TASK DIRECTIONS:
Which lines in the records below contain the string "cacao"? Case counts. List each such line in full.

DATASET:
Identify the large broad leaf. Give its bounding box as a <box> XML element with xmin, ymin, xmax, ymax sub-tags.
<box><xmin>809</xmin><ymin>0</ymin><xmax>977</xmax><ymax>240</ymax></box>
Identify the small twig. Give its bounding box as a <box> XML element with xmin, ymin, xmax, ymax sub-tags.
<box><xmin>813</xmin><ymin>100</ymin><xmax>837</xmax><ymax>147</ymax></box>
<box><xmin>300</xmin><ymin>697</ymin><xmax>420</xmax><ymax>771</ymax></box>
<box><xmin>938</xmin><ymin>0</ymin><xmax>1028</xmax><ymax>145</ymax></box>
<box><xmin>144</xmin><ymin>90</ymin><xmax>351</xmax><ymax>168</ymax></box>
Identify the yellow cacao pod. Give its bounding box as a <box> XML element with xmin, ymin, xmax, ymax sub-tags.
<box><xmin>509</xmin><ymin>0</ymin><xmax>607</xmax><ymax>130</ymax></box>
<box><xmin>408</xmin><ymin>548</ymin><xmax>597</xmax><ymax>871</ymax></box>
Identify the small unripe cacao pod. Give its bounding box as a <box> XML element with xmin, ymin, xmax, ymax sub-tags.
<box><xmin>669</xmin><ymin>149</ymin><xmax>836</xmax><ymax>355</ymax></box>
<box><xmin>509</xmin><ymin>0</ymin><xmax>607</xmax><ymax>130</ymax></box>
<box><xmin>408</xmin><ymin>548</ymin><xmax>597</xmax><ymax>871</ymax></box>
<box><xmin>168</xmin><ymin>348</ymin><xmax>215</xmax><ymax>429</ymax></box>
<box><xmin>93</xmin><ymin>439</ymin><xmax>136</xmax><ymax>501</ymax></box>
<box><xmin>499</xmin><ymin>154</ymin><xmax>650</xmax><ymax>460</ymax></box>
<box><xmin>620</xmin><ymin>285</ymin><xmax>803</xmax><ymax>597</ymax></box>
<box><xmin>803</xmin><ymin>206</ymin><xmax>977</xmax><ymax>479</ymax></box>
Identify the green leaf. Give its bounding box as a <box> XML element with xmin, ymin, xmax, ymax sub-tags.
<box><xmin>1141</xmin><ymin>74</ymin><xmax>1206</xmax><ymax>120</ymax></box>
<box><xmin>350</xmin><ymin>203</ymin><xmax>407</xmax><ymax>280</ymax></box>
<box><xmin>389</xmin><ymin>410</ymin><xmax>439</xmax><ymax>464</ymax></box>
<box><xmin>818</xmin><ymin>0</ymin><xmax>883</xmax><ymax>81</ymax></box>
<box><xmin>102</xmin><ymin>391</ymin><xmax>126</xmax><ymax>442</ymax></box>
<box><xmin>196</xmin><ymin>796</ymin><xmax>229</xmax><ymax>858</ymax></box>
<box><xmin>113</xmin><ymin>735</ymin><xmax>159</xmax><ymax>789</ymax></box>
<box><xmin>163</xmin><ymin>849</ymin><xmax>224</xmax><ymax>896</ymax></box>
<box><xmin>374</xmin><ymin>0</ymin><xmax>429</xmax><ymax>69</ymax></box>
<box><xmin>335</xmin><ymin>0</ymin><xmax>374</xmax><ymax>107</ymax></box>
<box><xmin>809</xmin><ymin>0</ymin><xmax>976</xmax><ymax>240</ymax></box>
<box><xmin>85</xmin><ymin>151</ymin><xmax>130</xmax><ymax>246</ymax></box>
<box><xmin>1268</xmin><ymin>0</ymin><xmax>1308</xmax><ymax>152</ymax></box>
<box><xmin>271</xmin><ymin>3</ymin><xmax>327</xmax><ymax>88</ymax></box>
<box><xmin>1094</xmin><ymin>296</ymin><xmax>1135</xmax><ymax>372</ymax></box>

COMPLETE ANSWER:
Identify the yellow cacao pod. Give its bounding box as a <box> XML element with xmin, ymin, xmax, ymax sub-tags.
Identify the small unripe cacao pod. Give its bounding box as a <box> XML element with xmin, ymin, xmax, ymax sub-tags.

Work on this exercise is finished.